Entries provided:
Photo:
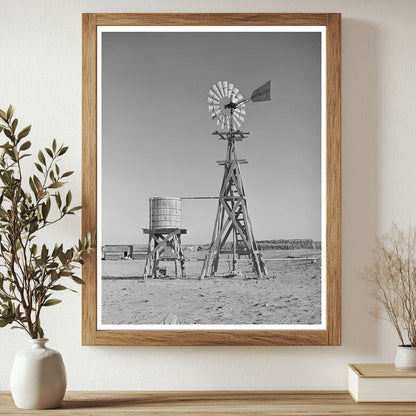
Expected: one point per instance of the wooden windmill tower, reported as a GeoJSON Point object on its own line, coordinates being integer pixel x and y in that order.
{"type": "Point", "coordinates": [227, 107]}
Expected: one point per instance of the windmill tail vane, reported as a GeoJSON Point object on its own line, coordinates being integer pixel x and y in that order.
{"type": "Point", "coordinates": [262, 93]}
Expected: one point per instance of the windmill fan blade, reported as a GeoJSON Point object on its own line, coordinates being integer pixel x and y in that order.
{"type": "Point", "coordinates": [240, 111]}
{"type": "Point", "coordinates": [213, 95]}
{"type": "Point", "coordinates": [213, 101]}
{"type": "Point", "coordinates": [217, 91]}
{"type": "Point", "coordinates": [239, 116]}
{"type": "Point", "coordinates": [213, 108]}
{"type": "Point", "coordinates": [233, 95]}
{"type": "Point", "coordinates": [225, 88]}
{"type": "Point", "coordinates": [262, 93]}
{"type": "Point", "coordinates": [221, 90]}
{"type": "Point", "coordinates": [230, 90]}
{"type": "Point", "coordinates": [236, 122]}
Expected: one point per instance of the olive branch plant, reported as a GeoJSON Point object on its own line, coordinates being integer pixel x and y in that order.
{"type": "Point", "coordinates": [30, 273]}
{"type": "Point", "coordinates": [393, 278]}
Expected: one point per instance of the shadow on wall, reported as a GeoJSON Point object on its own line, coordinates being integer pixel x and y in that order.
{"type": "Point", "coordinates": [360, 187]}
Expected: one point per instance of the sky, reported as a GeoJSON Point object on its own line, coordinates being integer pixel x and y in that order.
{"type": "Point", "coordinates": [157, 132]}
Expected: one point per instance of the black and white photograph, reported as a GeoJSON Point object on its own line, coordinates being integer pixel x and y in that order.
{"type": "Point", "coordinates": [211, 178]}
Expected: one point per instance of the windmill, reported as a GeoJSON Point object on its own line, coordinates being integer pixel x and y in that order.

Task description: Write out all of the data above again, putting "shadow cast on the wall" in place of "shadow on wall" and keeping everything else unchanged. Leave out the pictures.

Result:
Photo:
Expected: one point per instance of the wooden windmill tower, reported as a GeoJSON Point object on its own line, coordinates being integer pixel x and y in that order.
{"type": "Point", "coordinates": [227, 107]}
Expected: one point per instance of the windmill tail vane, reported as a GeoJSON Point object on its own line, coordinates being integer pixel x and y in that order.
{"type": "Point", "coordinates": [262, 93]}
Expected: one point per instance of the windmill fan blade, reported as a GeoJSON Point object on its own line, coordinates being integer pixel x and y in that order.
{"type": "Point", "coordinates": [240, 111]}
{"type": "Point", "coordinates": [213, 95]}
{"type": "Point", "coordinates": [213, 101]}
{"type": "Point", "coordinates": [217, 91]}
{"type": "Point", "coordinates": [239, 116]}
{"type": "Point", "coordinates": [213, 108]}
{"type": "Point", "coordinates": [233, 95]}
{"type": "Point", "coordinates": [225, 88]}
{"type": "Point", "coordinates": [262, 93]}
{"type": "Point", "coordinates": [221, 90]}
{"type": "Point", "coordinates": [230, 90]}
{"type": "Point", "coordinates": [236, 122]}
Expected: one point per instance of the olive branch plant, reported as a GeoJSON Point object on its own line, coordinates being integer pixel x and y in that order.
{"type": "Point", "coordinates": [30, 273]}
{"type": "Point", "coordinates": [393, 278]}
Expected: one point per instance of the shadow cast on the wall, reported as a GeoJSON Point object on its own line, coordinates being integer pixel x and y in that order.
{"type": "Point", "coordinates": [360, 187]}
Expected: one point per instance of the sky, reported as a GeoJSON Point object on its own line, coordinates being integer pixel x and y in that order.
{"type": "Point", "coordinates": [157, 132]}
Expected: one point per instance of the black and white photograph, reported as a GeoJSON Point object on its own line, coordinates being integer pixel x and y in that order.
{"type": "Point", "coordinates": [211, 178]}
Expected: one point per instance of the windmill, reported as a GeoJSON Point object on its own line, coordinates being integer pixel x and y in that order.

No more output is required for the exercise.